> **Work instruction**: Of the material below, the lines to be retyped are those from the line containing "task | point to each instance of the sky, one" through the line containing "task | point to each instance of the adidas", inclusive; reproduce them exactly.

[Recorded information Boundary: Start]

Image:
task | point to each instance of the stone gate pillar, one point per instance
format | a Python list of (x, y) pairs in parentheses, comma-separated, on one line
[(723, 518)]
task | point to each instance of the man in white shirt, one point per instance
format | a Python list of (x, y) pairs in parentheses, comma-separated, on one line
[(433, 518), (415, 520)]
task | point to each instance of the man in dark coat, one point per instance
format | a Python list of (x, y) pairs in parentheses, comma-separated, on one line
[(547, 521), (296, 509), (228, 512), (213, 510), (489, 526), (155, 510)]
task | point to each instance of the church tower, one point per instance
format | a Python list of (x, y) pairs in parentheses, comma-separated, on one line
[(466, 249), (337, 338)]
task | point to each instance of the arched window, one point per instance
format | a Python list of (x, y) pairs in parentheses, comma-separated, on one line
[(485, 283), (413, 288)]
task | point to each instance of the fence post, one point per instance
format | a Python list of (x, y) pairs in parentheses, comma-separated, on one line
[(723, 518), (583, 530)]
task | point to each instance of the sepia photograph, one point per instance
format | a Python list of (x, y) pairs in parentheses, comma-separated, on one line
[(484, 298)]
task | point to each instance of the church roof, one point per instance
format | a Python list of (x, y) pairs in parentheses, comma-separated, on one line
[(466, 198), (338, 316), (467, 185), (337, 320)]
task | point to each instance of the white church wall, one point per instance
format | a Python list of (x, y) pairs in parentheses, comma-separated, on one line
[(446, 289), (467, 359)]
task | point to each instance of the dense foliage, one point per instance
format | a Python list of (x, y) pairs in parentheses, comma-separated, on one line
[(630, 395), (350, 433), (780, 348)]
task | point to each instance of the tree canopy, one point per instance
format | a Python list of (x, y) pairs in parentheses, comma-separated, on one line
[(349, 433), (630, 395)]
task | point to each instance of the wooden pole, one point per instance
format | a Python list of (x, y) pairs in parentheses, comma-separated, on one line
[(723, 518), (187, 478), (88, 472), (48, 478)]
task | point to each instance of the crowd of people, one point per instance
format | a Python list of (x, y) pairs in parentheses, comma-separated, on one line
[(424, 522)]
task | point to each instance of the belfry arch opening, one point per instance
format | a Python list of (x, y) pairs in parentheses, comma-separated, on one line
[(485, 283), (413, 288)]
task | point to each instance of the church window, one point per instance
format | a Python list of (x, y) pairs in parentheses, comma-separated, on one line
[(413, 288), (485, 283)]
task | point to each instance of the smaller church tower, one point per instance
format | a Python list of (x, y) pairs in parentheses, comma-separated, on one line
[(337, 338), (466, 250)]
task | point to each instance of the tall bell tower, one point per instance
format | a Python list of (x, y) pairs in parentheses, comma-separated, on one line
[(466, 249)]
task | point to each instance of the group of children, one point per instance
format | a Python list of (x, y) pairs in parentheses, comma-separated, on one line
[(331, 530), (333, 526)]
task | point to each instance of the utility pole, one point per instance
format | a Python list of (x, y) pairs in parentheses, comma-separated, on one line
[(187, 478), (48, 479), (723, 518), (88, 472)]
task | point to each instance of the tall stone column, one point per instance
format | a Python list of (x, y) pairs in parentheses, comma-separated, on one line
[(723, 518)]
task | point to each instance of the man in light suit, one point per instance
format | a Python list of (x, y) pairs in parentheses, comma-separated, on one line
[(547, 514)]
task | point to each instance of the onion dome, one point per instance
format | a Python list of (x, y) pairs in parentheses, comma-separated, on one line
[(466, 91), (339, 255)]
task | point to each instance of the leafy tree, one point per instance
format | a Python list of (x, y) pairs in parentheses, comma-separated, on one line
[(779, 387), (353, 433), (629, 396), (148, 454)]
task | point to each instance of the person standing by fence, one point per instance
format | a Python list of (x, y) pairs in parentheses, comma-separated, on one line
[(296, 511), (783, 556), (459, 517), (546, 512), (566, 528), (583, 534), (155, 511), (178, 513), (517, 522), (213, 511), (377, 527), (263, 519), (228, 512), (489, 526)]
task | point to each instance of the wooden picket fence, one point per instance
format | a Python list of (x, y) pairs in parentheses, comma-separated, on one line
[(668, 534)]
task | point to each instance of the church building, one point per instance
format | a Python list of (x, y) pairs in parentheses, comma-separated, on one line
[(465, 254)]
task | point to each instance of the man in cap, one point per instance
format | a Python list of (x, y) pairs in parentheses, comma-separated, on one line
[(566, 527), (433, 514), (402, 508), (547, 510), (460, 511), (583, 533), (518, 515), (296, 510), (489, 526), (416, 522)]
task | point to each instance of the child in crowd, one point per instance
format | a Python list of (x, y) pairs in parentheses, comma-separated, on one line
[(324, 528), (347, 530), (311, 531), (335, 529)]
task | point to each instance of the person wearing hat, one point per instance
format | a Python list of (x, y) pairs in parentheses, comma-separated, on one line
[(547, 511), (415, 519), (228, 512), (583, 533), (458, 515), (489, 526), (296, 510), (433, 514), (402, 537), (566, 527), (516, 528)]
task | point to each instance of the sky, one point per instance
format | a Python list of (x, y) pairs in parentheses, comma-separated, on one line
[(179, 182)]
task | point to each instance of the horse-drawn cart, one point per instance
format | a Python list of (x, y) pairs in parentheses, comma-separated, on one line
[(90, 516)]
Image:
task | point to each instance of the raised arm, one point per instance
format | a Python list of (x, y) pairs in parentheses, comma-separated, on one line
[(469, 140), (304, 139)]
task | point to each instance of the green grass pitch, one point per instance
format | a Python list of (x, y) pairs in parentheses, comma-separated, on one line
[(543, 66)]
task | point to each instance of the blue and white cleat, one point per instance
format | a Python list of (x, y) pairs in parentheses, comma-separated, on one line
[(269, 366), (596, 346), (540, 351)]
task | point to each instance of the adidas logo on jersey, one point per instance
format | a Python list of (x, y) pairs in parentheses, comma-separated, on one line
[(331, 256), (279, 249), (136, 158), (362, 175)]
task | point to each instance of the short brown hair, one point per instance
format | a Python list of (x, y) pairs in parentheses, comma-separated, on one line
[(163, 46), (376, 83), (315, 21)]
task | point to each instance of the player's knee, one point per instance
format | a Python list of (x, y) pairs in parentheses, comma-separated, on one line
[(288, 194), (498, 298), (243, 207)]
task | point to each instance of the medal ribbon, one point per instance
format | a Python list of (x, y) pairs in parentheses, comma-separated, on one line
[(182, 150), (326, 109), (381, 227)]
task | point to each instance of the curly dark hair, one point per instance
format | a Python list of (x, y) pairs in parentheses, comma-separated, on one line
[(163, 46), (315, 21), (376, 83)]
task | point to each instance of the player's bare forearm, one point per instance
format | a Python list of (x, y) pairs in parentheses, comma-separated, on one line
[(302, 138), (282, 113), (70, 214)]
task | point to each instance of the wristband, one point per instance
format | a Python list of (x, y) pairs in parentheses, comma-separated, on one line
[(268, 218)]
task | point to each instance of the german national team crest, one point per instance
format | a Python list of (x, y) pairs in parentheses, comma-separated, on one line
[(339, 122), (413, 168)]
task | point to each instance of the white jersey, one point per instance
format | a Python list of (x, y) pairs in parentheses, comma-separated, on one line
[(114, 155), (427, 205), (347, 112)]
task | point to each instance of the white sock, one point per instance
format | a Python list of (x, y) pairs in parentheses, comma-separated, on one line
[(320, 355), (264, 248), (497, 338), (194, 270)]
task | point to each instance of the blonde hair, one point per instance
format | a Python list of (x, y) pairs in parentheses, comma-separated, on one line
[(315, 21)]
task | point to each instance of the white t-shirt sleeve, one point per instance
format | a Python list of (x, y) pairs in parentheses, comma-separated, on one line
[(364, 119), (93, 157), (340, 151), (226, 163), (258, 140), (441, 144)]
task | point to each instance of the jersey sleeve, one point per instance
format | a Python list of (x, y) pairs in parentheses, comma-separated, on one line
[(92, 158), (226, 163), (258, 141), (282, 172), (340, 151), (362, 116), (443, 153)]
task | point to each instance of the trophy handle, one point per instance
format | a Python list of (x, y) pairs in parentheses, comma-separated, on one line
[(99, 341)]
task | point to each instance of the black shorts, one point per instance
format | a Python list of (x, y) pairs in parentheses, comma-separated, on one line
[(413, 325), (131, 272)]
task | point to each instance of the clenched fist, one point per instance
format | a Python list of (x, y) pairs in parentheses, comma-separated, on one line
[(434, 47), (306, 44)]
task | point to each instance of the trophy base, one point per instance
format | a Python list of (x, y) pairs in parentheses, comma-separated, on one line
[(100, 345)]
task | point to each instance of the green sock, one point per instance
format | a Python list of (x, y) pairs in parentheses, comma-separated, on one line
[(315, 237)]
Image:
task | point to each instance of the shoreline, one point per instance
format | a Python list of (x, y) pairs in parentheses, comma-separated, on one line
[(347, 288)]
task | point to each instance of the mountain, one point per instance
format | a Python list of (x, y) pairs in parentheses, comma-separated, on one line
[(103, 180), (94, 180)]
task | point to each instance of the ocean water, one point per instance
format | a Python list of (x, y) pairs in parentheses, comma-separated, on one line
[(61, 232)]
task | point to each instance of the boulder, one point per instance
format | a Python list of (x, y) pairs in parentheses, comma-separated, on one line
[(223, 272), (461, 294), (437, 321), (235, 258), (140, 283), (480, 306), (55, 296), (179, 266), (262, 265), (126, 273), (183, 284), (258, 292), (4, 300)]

[Recorded information Boundary: End]

> **Response area**:
task | point to each instance of the sky, one point per instance
format | a Python list of (x, y) pairs in parentheses, comma-separated, on one line
[(179, 182)]
task | point to each instance of the horse-drawn cart, one point per instance
format | a Python list of (x, y) pairs in parentheses, comma-separated, on one line
[(90, 516)]
Image:
task | point to each instance of the raised arm, one point per instance
format | a Python list of (x, y) pairs in parentheses, comma-separated, on one line
[(469, 140), (304, 139)]
task | point to each instance of the green grass pitch, one point per instance
format | a Python list of (x, y) pairs in parentheses, comma-separated, on one line
[(543, 66)]
task | point to each instance of the blue and white cleat, one point per instance
format | a Python list of (x, y) pairs in parentheses, comma-separated, on one line
[(269, 366), (596, 346), (540, 351)]
task | point to each instance of the adidas logo on jersey, one point per instance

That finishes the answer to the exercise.